The chairman of the Joint Chiefs of Staff has confirmed that some of the active-duty service members mobilized to Washington, DC, last month to respond to civil unrest were issued bayonets.

And Defense Department documents show that some were not trained in riot response before they were deployed to the nation’s capital, according to the Associated Press, which first reported about the bayonets.

Members of the Army’s famed 82nd Airborne Division from Fort Bragg, N.C., and the 3rd US Infantry Regiment, which is based in DC and usually guards the Tomb of the Unknown Soldier, were mobilized last month to respond to massive protests over the police killing of George Floyd and police brutality.

But they were never actually sent to confront the protesters after they arrived in DC, with Attorney General William Barr saying that they’d be used only as a “last resort.”

The soldiers were issued bayonets for their June 2 deployment — but told they were to remain in their scabbards and not attached to their service rifles, Joint Chiefs Chairman Army Gen. Mark A. Milley wrote to two lawmakers in a letter obtained by the AP.

The soldiers were also told no weapons were to enter the capital without clear orders and only after nonlethal options were first reviewed, he said.

Milley said the order to mobilize the troops came from Major Army Gen. Omar Jones, who serves as commander of the military district of Washington.

# Supplied records:
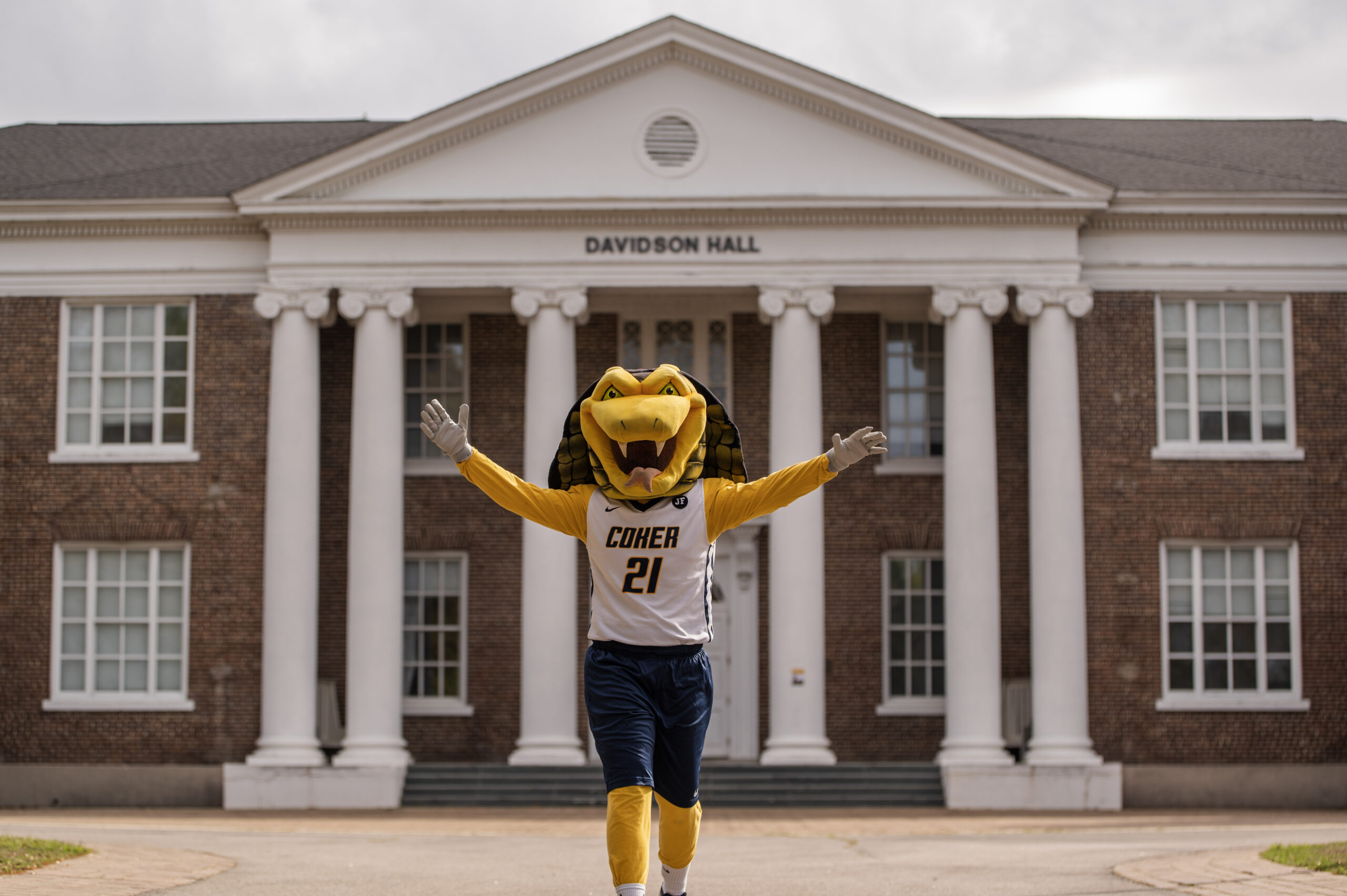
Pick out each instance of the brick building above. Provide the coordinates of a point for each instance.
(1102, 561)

...

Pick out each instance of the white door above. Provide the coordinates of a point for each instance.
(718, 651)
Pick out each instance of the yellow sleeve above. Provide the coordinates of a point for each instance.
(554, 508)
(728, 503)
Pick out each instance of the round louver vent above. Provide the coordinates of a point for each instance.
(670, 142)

# Work instruction 1:
According to the bayonet article, on what date were the soldiers deployed?
# Work instruction 2:
List every person named in the bayonet article.
# Work instruction 3:
Please quote the bayonet article, beginning at the words "The soldiers were issued" and stopping after "obtained by the AP.".
The material plays no part in these tasks.

# Written response 1:
June 2

# Written response 2:
George Floyd, William Barr, Mark A. Milley, Omar Jones

# Written response 3:
The soldiers were issued bayonets for their June 2 deployment — but told they were to remain in their scabbards and not attached to their service rifles, Joint Chiefs Chairman Army Gen. Mark A. Milley wrote to two lawmakers in a letter obtained by the AP.